■ Given passage ■
-- START --

DEV Community

Cover image for Processing File Uploads with IBM Cloud Functions
Matt Hamilton for IBM Developer

Posted on • Updated on

Processing File Uploads with IBM Cloud Functions

I've been doing a lot with IBM Cloud Functions recently. So far I've always been passing up simple query string values or json-encoded data. But what if you want to upload an actual binary file? The usual way, in the web world, is to use the multipart/form-data content type.

But how does Apache Openwhisk (that IBM Cloud Functions are based on) handle this?

If you set the function to raw type, rather than getting the JSON-decoded values passed to your function as a dictionary, you get a dictionary that gives you the raw data. The data itself if base64 encoded in __ow_body and the headers in __ow_headers.

There are several ways to process this in Python. The requests_toolbelt package has a MultipartDecoder class. But I'm going to use one from the cgi library that is included in Python itself:

from cgi import parse_multipart, parse_header
from io import BytesIO
from base64 import b64decode

def main(args):
    c_type, p_dict = parse_header(args['__ow_headers']['content-type'])
    decoded_string = b64decode(args['__ow_body'])

-- END --

■ Entries ■
-- START --

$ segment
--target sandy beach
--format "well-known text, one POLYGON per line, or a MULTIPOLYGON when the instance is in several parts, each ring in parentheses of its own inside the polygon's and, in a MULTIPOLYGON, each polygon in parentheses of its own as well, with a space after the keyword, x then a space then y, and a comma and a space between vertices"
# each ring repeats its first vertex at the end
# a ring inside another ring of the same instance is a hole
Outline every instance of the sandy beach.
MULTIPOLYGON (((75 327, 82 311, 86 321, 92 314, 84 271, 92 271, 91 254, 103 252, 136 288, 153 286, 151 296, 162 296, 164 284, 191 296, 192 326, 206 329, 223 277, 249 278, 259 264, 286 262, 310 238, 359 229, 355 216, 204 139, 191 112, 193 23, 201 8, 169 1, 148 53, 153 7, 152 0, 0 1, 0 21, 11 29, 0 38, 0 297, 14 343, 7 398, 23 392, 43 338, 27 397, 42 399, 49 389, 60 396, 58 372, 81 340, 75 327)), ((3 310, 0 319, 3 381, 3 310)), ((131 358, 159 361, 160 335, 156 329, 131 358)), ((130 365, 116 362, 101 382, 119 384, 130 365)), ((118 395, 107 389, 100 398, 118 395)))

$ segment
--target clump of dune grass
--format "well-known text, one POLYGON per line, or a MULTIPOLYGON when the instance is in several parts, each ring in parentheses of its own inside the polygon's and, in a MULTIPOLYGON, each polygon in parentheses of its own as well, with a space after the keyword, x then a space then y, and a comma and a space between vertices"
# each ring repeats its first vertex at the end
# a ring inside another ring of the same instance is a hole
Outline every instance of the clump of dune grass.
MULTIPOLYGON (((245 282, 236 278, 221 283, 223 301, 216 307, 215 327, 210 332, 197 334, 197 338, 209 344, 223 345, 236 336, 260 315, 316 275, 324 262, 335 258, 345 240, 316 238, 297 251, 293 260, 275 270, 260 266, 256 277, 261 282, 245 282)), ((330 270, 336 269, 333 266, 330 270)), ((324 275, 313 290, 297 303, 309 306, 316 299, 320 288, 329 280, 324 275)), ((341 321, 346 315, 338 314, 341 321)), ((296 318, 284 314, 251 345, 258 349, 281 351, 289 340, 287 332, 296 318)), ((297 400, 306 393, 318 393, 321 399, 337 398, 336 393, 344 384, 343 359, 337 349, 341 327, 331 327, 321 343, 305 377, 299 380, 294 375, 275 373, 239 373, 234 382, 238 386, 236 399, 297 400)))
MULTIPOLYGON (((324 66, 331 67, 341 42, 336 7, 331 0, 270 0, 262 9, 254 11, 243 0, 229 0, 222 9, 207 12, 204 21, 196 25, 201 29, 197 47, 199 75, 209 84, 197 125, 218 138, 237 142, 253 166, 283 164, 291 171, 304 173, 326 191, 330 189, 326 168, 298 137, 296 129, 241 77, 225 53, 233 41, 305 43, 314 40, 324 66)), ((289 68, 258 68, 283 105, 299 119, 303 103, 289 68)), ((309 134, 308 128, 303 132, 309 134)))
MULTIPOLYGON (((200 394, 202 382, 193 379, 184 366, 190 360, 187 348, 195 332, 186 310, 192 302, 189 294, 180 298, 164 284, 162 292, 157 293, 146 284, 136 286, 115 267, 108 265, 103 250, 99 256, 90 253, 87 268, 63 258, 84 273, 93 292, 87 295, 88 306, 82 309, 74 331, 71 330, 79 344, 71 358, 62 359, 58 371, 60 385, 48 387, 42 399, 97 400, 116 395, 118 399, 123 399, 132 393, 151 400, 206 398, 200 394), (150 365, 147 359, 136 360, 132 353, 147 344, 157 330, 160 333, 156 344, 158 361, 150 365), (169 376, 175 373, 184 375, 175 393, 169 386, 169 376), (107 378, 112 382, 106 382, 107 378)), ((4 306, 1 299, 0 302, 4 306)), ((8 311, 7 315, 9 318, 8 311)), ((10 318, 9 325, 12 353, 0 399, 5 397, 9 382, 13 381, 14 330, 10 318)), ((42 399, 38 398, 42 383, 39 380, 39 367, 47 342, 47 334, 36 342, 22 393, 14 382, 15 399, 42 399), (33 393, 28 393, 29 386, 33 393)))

-- END --

■ What to work on ■
Pick up the IBM Cloud Functions file-upload post after its last line of code and carry it on.

■ Reply ■
    p_dict['boundary'] = bytes(p_dict['boundary'], "utf-8")
    p_dict['CONTENT-LENGTH'] = len(decoded_string)
    form_data = parse_multipart(BytesIO(decoded_string), p_dict)

    # Do something with the data. In this simple example
    # we will just return a dict with the part name and 
    # length of the content of that part
    ret = {}
    for key, value in form_data.items():
        ret[key] = len(value[0])

    return ret
Enter fullscreen mode Exit fullscreen mode

The parse_multipart method expects to find a header called CONTENT-LENGTH so we need to add that in to our headers before passing it to the parser.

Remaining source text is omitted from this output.